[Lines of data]
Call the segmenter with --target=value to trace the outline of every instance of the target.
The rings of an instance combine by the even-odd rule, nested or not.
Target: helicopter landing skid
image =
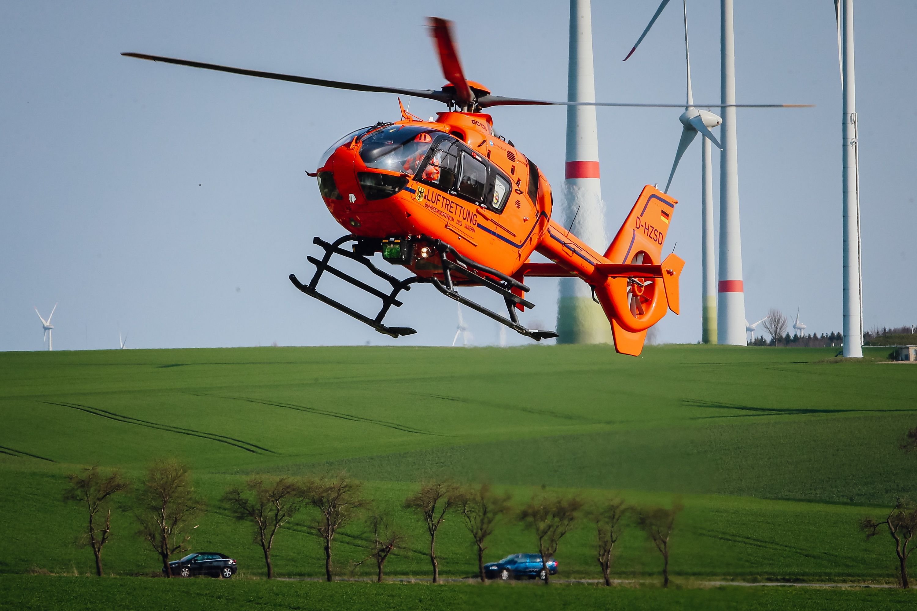
[[[516,289],[523,292],[528,291],[528,287],[526,287],[522,282],[516,280],[515,278],[506,276],[496,269],[492,269],[491,267],[486,267],[478,263],[475,263],[471,259],[466,258],[459,255],[455,248],[448,245],[447,244],[440,240],[431,240],[437,250],[439,250],[440,260],[442,261],[443,267],[443,279],[445,284],[440,282],[436,278],[431,278],[427,282],[430,282],[436,290],[446,295],[451,300],[455,300],[458,303],[464,306],[479,311],[484,316],[493,319],[501,324],[505,324],[507,327],[516,332],[520,335],[525,335],[536,342],[540,342],[541,340],[551,339],[552,337],[557,337],[558,333],[553,331],[541,331],[539,329],[527,329],[519,323],[519,317],[516,315],[516,304],[521,305],[525,308],[534,308],[535,304],[526,301],[523,298],[512,292],[512,289]],[[455,261],[450,261],[446,257],[446,254],[448,253],[456,259]],[[467,278],[473,278],[475,281],[480,282],[481,286],[490,289],[495,293],[501,295],[503,298],[503,301],[506,303],[506,310],[509,312],[509,318],[503,316],[493,311],[489,308],[485,308],[480,303],[476,303],[467,297],[462,297],[456,290],[455,286],[452,284],[452,272],[457,271]],[[483,272],[483,274],[480,273]],[[492,276],[496,278],[499,281],[494,281],[488,278],[487,276]]]
[[[550,339],[552,337],[558,336],[558,333],[553,331],[540,331],[538,329],[527,329],[524,327],[522,324],[520,324],[519,318],[516,315],[516,308],[515,308],[516,304],[525,308],[534,308],[535,304],[513,293],[511,289],[517,289],[522,291],[527,291],[528,287],[519,282],[518,280],[509,276],[506,276],[495,269],[486,267],[484,266],[475,263],[470,259],[465,258],[458,252],[456,252],[454,248],[452,248],[451,246],[449,246],[448,245],[445,244],[440,240],[433,240],[427,238],[428,241],[435,245],[435,247],[439,251],[441,255],[440,258],[442,260],[443,279],[445,280],[445,283],[441,282],[436,278],[421,278],[419,276],[412,276],[411,278],[402,280],[395,278],[394,276],[392,276],[391,274],[387,274],[384,271],[379,269],[376,266],[374,266],[372,264],[372,261],[370,261],[367,256],[364,256],[363,255],[359,255],[357,253],[348,252],[347,250],[344,250],[343,248],[340,247],[340,245],[345,242],[353,241],[354,239],[355,238],[352,235],[344,235],[342,237],[337,238],[333,243],[329,244],[319,237],[313,238],[313,243],[321,246],[325,250],[325,256],[323,256],[321,260],[316,259],[314,256],[306,257],[309,263],[312,263],[314,266],[315,266],[315,273],[313,275],[312,279],[309,280],[309,283],[307,285],[300,282],[294,274],[290,274],[290,281],[293,282],[293,286],[295,286],[299,290],[303,291],[306,295],[314,297],[316,300],[323,301],[324,303],[326,303],[332,308],[344,312],[348,316],[355,318],[360,322],[370,325],[379,333],[383,333],[385,335],[389,335],[393,338],[398,338],[401,335],[412,335],[417,333],[414,329],[412,329],[411,327],[388,327],[382,324],[382,320],[385,318],[385,315],[388,314],[389,310],[392,308],[392,306],[395,306],[396,308],[400,308],[402,306],[402,302],[398,300],[398,299],[396,299],[398,293],[400,293],[402,290],[410,290],[411,289],[410,285],[421,282],[432,284],[436,289],[436,290],[441,292],[443,295],[446,295],[449,299],[455,300],[458,303],[461,303],[462,305],[465,305],[470,308],[471,310],[474,310],[475,311],[479,311],[481,314],[484,314],[485,316],[493,319],[497,322],[506,325],[507,327],[516,332],[517,333],[525,335],[525,337],[529,337],[536,342],[540,342],[543,339]],[[449,259],[447,259],[446,257],[447,254],[451,255],[455,258],[455,261],[450,261]],[[340,269],[337,269],[337,267],[329,265],[328,261],[334,255],[340,255],[341,256],[346,256],[347,258],[352,259],[359,263],[360,265],[364,266],[370,272],[372,272],[373,274],[375,274],[376,276],[384,279],[390,285],[392,285],[392,291],[389,293],[385,293],[374,287],[366,284],[361,280],[357,279],[356,278],[353,278],[347,272],[341,271]],[[322,274],[324,274],[326,271],[334,276],[337,276],[337,278],[341,278],[342,280],[345,280],[346,282],[352,284],[358,289],[360,289],[370,293],[370,295],[378,297],[380,300],[381,300],[382,307],[381,309],[380,309],[375,318],[370,318],[365,314],[361,314],[356,310],[353,310],[352,308],[349,308],[344,305],[343,303],[331,299],[327,295],[319,292],[316,287],[318,285],[319,279],[321,279],[322,278]],[[481,305],[480,303],[472,301],[467,297],[459,295],[458,291],[456,289],[452,282],[453,272],[458,272],[462,276],[465,276],[470,279],[473,278],[475,282],[478,282],[481,286],[500,294],[503,298],[503,301],[506,303],[506,309],[509,312],[509,316],[507,317],[507,316],[503,316],[502,314],[498,314],[497,312],[490,310],[489,308],[486,308]],[[492,278],[497,278],[497,280],[492,279]]]
[[[294,274],[290,274],[290,281],[293,282],[294,287],[302,290],[309,297],[315,297],[316,300],[324,301],[325,303],[328,304],[335,310],[339,310],[348,316],[351,316],[359,321],[360,322],[364,322],[365,324],[370,325],[370,327],[372,327],[381,333],[397,339],[400,335],[413,335],[414,333],[417,333],[411,327],[387,327],[384,324],[382,324],[382,319],[385,318],[385,315],[389,312],[389,309],[392,306],[394,306],[396,308],[401,307],[402,302],[399,301],[397,299],[395,299],[398,293],[400,293],[403,290],[410,290],[411,289],[410,285],[414,284],[414,282],[421,281],[421,278],[417,277],[413,277],[404,280],[401,280],[395,278],[394,276],[392,276],[391,274],[386,274],[384,271],[378,268],[376,266],[372,265],[372,262],[367,257],[363,256],[362,255],[349,253],[340,247],[340,245],[344,244],[345,242],[349,242],[353,239],[354,238],[351,235],[345,235],[343,237],[339,237],[337,240],[335,240],[333,244],[328,244],[320,237],[314,238],[313,242],[325,249],[325,256],[323,256],[321,260],[318,260],[314,256],[306,257],[309,260],[309,263],[312,263],[314,266],[315,266],[315,275],[312,277],[312,279],[309,280],[309,284],[307,285],[300,282]],[[354,261],[365,266],[373,274],[375,274],[379,278],[386,280],[389,284],[391,284],[392,292],[386,294],[381,290],[375,289],[374,287],[370,287],[365,282],[358,280],[357,278],[350,276],[347,272],[343,272],[340,269],[337,269],[337,267],[328,265],[328,261],[331,259],[332,255],[340,255],[342,256],[348,257],[348,259],[353,259]],[[370,318],[369,316],[361,314],[356,310],[348,308],[343,303],[331,299],[327,295],[318,292],[318,289],[316,289],[316,286],[318,285],[318,280],[322,278],[322,274],[326,271],[333,274],[334,276],[337,276],[342,280],[349,282],[358,289],[362,289],[364,291],[370,293],[370,295],[373,295],[381,299],[382,300],[382,307],[379,311],[379,313],[376,314],[376,317]]]

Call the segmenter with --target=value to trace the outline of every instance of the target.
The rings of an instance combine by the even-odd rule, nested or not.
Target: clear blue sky
[[[593,2],[600,100],[682,101],[680,3],[637,53],[656,9]],[[694,95],[719,99],[719,2],[689,5]],[[391,319],[389,340],[296,291],[314,235],[345,231],[313,170],[337,137],[396,120],[393,95],[339,92],[119,56],[139,51],[358,82],[436,88],[424,17],[455,20],[469,78],[495,93],[565,99],[566,2],[6,2],[0,4],[0,350],[447,344],[456,311],[430,287]],[[867,328],[917,322],[917,3],[857,3],[864,312]],[[801,309],[810,331],[841,328],[841,91],[833,3],[735,2],[739,102],[808,103],[738,117],[746,308],[752,321]],[[405,100],[405,103],[407,100]],[[433,102],[414,100],[430,115]],[[501,108],[497,129],[558,188],[562,108]],[[664,183],[677,110],[600,109],[610,235],[645,183]],[[664,342],[701,335],[700,146],[681,161],[668,245],[688,261],[682,314]],[[714,152],[718,169],[718,157]],[[719,185],[714,174],[714,182]],[[530,322],[552,328],[557,283],[531,282]],[[495,323],[466,311],[478,344]],[[535,326],[535,324],[533,324]],[[517,340],[514,342],[527,342]]]

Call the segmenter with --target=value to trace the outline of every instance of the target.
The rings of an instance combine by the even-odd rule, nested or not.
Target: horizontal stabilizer
[[[618,322],[612,319],[612,335],[614,337],[614,350],[622,355],[639,356],[646,341],[646,331],[631,332],[624,330]]]

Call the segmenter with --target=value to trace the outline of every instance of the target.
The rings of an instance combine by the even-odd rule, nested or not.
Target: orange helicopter
[[[432,284],[439,292],[534,340],[557,337],[553,331],[528,329],[518,311],[535,305],[525,297],[525,278],[577,277],[588,283],[612,326],[617,352],[637,355],[646,330],[666,315],[679,313],[679,278],[684,261],[674,254],[662,257],[662,245],[677,200],[646,185],[611,245],[603,254],[591,248],[551,219],[551,187],[538,167],[496,136],[493,119],[482,113],[490,106],[588,104],[492,95],[468,81],[451,35],[451,24],[430,17],[428,25],[443,74],[440,90],[414,90],[277,74],[141,53],[122,55],[236,74],[305,84],[381,92],[436,100],[447,104],[436,120],[424,121],[404,110],[394,123],[377,123],[348,134],[331,146],[319,168],[322,199],[335,219],[349,233],[334,242],[315,237],[321,259],[308,256],[315,272],[308,283],[295,275],[290,280],[301,291],[397,338],[416,333],[410,327],[383,324],[392,306],[400,307],[403,290],[416,283]],[[350,250],[342,245],[353,242]],[[537,252],[553,263],[530,261]],[[377,267],[370,256],[411,271],[398,278]],[[335,255],[352,259],[391,285],[380,290],[330,264]],[[379,298],[374,317],[362,314],[318,291],[324,273],[330,273]],[[458,291],[482,286],[502,296],[503,315]]]

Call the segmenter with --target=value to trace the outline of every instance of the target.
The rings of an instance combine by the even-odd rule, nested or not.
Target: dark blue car
[[[547,571],[552,575],[558,574],[558,561],[551,558],[547,561]],[[484,565],[484,576],[488,579],[502,579],[507,581],[511,577],[545,578],[545,567],[541,563],[540,553],[514,553],[503,558],[499,562]]]

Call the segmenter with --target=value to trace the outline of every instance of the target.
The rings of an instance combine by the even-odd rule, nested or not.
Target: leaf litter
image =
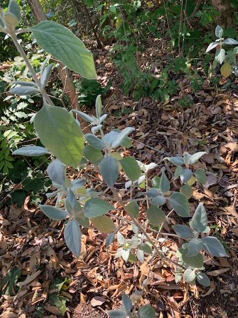
[[[114,77],[116,70],[106,62],[107,54],[98,50],[96,57],[101,83],[106,85],[109,79],[113,80],[109,97],[104,101],[111,114],[107,124],[120,129],[135,127],[133,146],[124,151],[144,163],[155,162],[158,165],[153,175],[159,172],[165,157],[185,151],[208,153],[196,164],[207,171],[207,181],[204,188],[199,184],[194,188],[191,210],[195,209],[194,199],[204,204],[212,234],[222,240],[229,257],[204,255],[206,272],[211,280],[210,288],[182,282],[176,284],[171,263],[151,255],[146,256],[143,264],[125,263],[116,257],[117,240],[106,247],[106,235],[92,225],[83,231],[82,251],[77,259],[64,244],[63,222],[50,220],[39,209],[29,207],[28,198],[20,209],[13,205],[0,211],[0,317],[104,318],[107,310],[121,304],[123,292],[130,295],[135,290],[145,292],[138,304],[151,304],[160,318],[235,317],[238,310],[237,96],[232,90],[217,92],[216,87],[208,86],[205,78],[201,90],[194,93],[188,79],[181,76],[177,79],[178,96],[189,93],[193,100],[191,107],[179,106],[177,96],[164,103],[149,97],[135,102],[118,88],[120,79]],[[155,44],[154,47],[150,44],[141,57],[141,67],[158,55],[161,58]],[[121,111],[127,109],[130,112],[123,114]],[[114,115],[117,110],[120,110],[119,117]],[[174,168],[167,162],[165,167],[171,177]],[[98,184],[99,175],[96,172],[93,174],[93,181],[95,178]],[[176,181],[173,186],[178,188]],[[98,190],[104,189],[100,183]],[[122,195],[125,193],[121,191]],[[51,203],[53,201],[48,200]],[[117,215],[126,217],[119,204],[115,208]],[[145,211],[145,206],[140,207],[138,218],[142,223]],[[172,215],[168,222],[175,225],[179,219]],[[113,220],[129,238],[130,227],[120,224],[118,218]],[[164,229],[172,231],[166,223]],[[171,237],[159,241],[166,256],[176,260],[180,242]],[[143,288],[145,279],[148,284]]]

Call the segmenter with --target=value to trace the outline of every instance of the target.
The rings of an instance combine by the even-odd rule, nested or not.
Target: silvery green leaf
[[[168,192],[170,189],[170,181],[163,170],[160,178],[160,188],[163,193]]]
[[[154,177],[151,180],[151,183],[154,188],[159,189],[160,188],[160,177]]]
[[[186,183],[190,178],[192,175],[192,171],[190,169],[183,169],[180,173],[180,179],[182,183]]]
[[[103,109],[101,95],[98,95],[97,96],[97,98],[96,99],[95,108],[97,118],[99,120],[100,118],[100,116],[102,114],[102,110]]]
[[[176,272],[175,275],[175,282],[178,284],[180,282],[182,277],[182,274]]]
[[[129,134],[134,131],[134,130],[135,130],[135,129],[133,127],[126,127],[126,128],[124,128],[124,129],[118,135],[116,140],[113,142],[112,147],[113,148],[116,148],[119,146],[120,146],[123,139],[127,137]]]
[[[183,279],[185,283],[192,283],[196,278],[196,274],[194,270],[187,268],[183,273]]]
[[[47,65],[47,63],[48,63],[49,60],[49,58],[46,58],[46,59],[45,60],[45,61],[41,64],[41,72],[40,72],[41,78],[42,77],[42,75],[43,74],[43,73],[44,73],[44,71],[45,70],[45,69],[46,68],[46,65]]]
[[[182,165],[184,164],[184,161],[182,157],[165,157],[163,159],[163,161],[165,160],[168,160],[172,162],[175,165]]]
[[[237,45],[238,42],[234,39],[228,38],[223,41],[224,44],[228,44],[229,45]]]
[[[52,68],[54,66],[54,64],[51,63],[48,65],[44,70],[43,73],[41,77],[41,83],[45,87],[48,82],[49,79],[51,75]]]
[[[157,195],[152,199],[152,203],[155,205],[163,205],[166,202],[166,198],[162,195]]]
[[[23,81],[22,80],[14,80],[11,83],[13,84],[15,84],[16,85],[19,85],[20,86],[33,86],[34,87],[37,88],[37,85],[34,81]]]
[[[18,24],[18,20],[16,16],[9,12],[6,12],[4,14],[4,21],[5,24],[10,25],[14,28]]]
[[[73,208],[76,204],[76,197],[75,195],[70,188],[68,188],[67,190],[67,199],[71,206]]]
[[[51,205],[40,205],[39,207],[44,213],[50,219],[53,220],[63,220],[67,214],[65,211],[61,209],[58,209]]]
[[[207,48],[206,50],[206,53],[207,53],[209,51],[211,51],[213,49],[215,49],[215,48],[217,47],[219,44],[219,43],[218,43],[216,42],[212,42],[207,47]]]
[[[145,255],[144,252],[141,249],[137,249],[136,251],[136,257],[138,258],[138,260],[142,264],[145,261]]]
[[[145,194],[149,198],[155,198],[160,194],[157,189],[156,188],[151,188],[145,192]]]
[[[123,292],[122,297],[121,299],[122,301],[122,304],[126,310],[129,313],[130,312],[132,308],[132,303],[130,300],[129,297],[125,294],[124,292]]]
[[[187,245],[187,256],[193,256],[200,252],[202,248],[202,241],[200,238],[192,238]]]
[[[111,310],[107,312],[110,318],[126,318],[127,315],[122,310]]]
[[[17,85],[9,91],[11,94],[24,96],[25,95],[31,95],[32,94],[39,93],[38,89],[34,86],[20,86]]]
[[[215,34],[216,34],[216,36],[219,39],[221,39],[223,34],[223,29],[220,25],[217,25],[217,27],[216,28],[216,30],[215,30]]]
[[[209,233],[211,229],[209,228],[209,227],[207,227],[204,231],[202,231],[202,233]]]
[[[113,187],[119,173],[116,159],[110,156],[107,156],[100,161],[99,168],[103,180],[109,186]]]
[[[17,19],[18,22],[20,22],[21,19],[21,7],[16,0],[10,0],[7,8],[7,12],[15,15]]]
[[[141,174],[141,170],[133,157],[127,156],[122,158],[120,160],[120,164],[130,180],[132,181],[138,180]]]
[[[207,182],[207,177],[206,176],[206,173],[203,169],[198,168],[194,172],[194,176],[197,181],[202,183],[202,184],[206,184]]]
[[[139,249],[141,249],[144,251],[147,254],[152,254],[152,250],[151,249],[151,247],[149,246],[148,244],[146,243],[143,243],[141,245],[140,245],[138,246],[138,248]]]
[[[198,273],[197,274],[196,278],[199,284],[201,284],[201,285],[206,287],[209,287],[211,285],[209,278],[207,275],[206,275],[204,273]]]
[[[131,230],[135,234],[137,234],[139,232],[139,229],[134,223],[131,225]]]
[[[202,238],[203,248],[213,256],[225,257],[227,256],[222,244],[220,240],[214,237],[206,237]]]
[[[237,46],[233,49],[233,53],[236,55],[238,54],[238,46]]]
[[[62,107],[44,104],[34,120],[42,144],[67,165],[77,167],[84,147],[83,135],[76,120]]]
[[[140,307],[138,311],[137,316],[138,318],[156,318],[155,310],[148,305]]]
[[[149,164],[144,164],[143,166],[144,170],[143,168],[142,170],[146,173],[149,170],[152,170],[156,168],[157,165],[155,162],[151,162]]]
[[[98,163],[103,158],[103,154],[100,149],[97,149],[90,145],[84,147],[83,156],[91,163]]]
[[[215,55],[215,59],[216,61],[222,64],[225,60],[225,56],[226,55],[226,52],[224,49],[221,49],[221,50],[218,50],[216,51]]]
[[[188,164],[189,159],[191,157],[191,155],[188,154],[188,153],[184,153],[182,155],[182,156],[183,157],[183,160],[184,161],[184,163],[185,164]]]
[[[63,233],[64,240],[72,253],[78,257],[81,251],[81,235],[79,224],[76,220],[67,223]]]
[[[192,196],[193,190],[192,187],[188,185],[188,184],[186,184],[181,187],[179,190],[179,192],[184,194],[188,200],[188,199],[190,199]]]
[[[155,226],[161,225],[166,219],[164,211],[155,205],[152,205],[148,209],[146,217],[150,223]]]
[[[180,174],[182,172],[183,170],[183,169],[180,166],[178,166],[176,168],[174,174],[175,179],[177,179],[177,178],[180,176]]]
[[[102,233],[111,233],[116,230],[114,223],[111,218],[106,215],[91,218],[91,221],[95,228]]]
[[[120,232],[118,232],[117,235],[118,242],[120,245],[123,245],[125,243],[125,239]]]
[[[127,261],[129,256],[130,256],[130,251],[129,249],[124,249],[124,248],[123,248],[123,250],[121,253],[121,257],[124,259],[125,262]]]
[[[114,240],[115,234],[114,233],[110,233],[109,234],[106,239],[106,246],[107,247],[112,244]]]
[[[90,199],[85,203],[84,214],[88,218],[96,218],[113,210],[113,207],[105,200]]]
[[[56,159],[48,165],[47,173],[53,182],[63,186],[65,183],[65,170],[63,163]]]
[[[93,133],[93,134],[95,134],[96,132],[100,130],[102,127],[102,125],[97,125],[97,126],[94,126],[91,129],[91,131]]]
[[[137,302],[139,299],[140,299],[142,297],[142,294],[141,292],[138,290],[135,290],[134,293],[130,295],[130,300],[133,303],[135,303],[135,302]]]
[[[169,197],[169,201],[178,215],[183,218],[189,216],[189,204],[184,194],[179,192],[174,192]]]
[[[103,115],[103,116],[101,116],[99,118],[99,122],[100,123],[100,124],[101,124],[103,122],[103,121],[104,121],[104,120],[106,119],[107,117],[108,117],[107,114],[104,114],[104,115]]]
[[[206,228],[207,216],[203,203],[200,203],[197,206],[189,225],[194,231],[199,233],[203,232]]]
[[[185,225],[172,225],[172,228],[176,234],[182,238],[191,238],[192,236],[192,233],[190,228]]]
[[[12,155],[38,157],[50,153],[47,149],[44,147],[38,146],[25,146],[13,151]]]
[[[182,250],[182,259],[183,261],[194,268],[200,268],[203,266],[203,256],[201,253],[198,253],[193,256],[187,255],[187,249],[184,248]]]
[[[31,30],[39,45],[70,70],[89,80],[97,79],[92,53],[67,28],[53,21],[42,21]]]
[[[93,134],[86,134],[84,135],[87,143],[97,149],[103,150],[107,148],[106,144],[100,138]]]
[[[111,147],[114,141],[118,137],[119,134],[119,133],[113,130],[108,134],[105,135],[102,138],[102,140],[108,144]]]
[[[205,151],[200,151],[198,153],[196,153],[196,154],[194,154],[194,155],[192,155],[188,160],[188,163],[189,164],[194,164],[194,163],[196,163],[203,156],[207,154],[207,153]]]
[[[75,216],[75,220],[78,222],[79,225],[81,227],[86,228],[86,229],[89,229],[90,225],[89,224],[89,219],[85,217],[83,213],[80,213],[80,214],[76,215]]]
[[[126,212],[129,215],[137,218],[139,215],[139,206],[136,201],[131,201],[126,206]]]
[[[86,120],[86,121],[87,121],[91,124],[97,124],[97,123],[94,120],[93,117],[91,117],[91,116],[89,116],[89,115],[87,115],[87,114],[85,114],[85,113],[83,113],[82,111],[76,110],[76,109],[72,109],[71,111],[76,113],[81,118],[84,119],[84,120]]]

● Required work: Count the lines of data above that contain the string "leaf", treating uppercase and lowercase letters as different, and reply with the number alone.

● Correct output: 2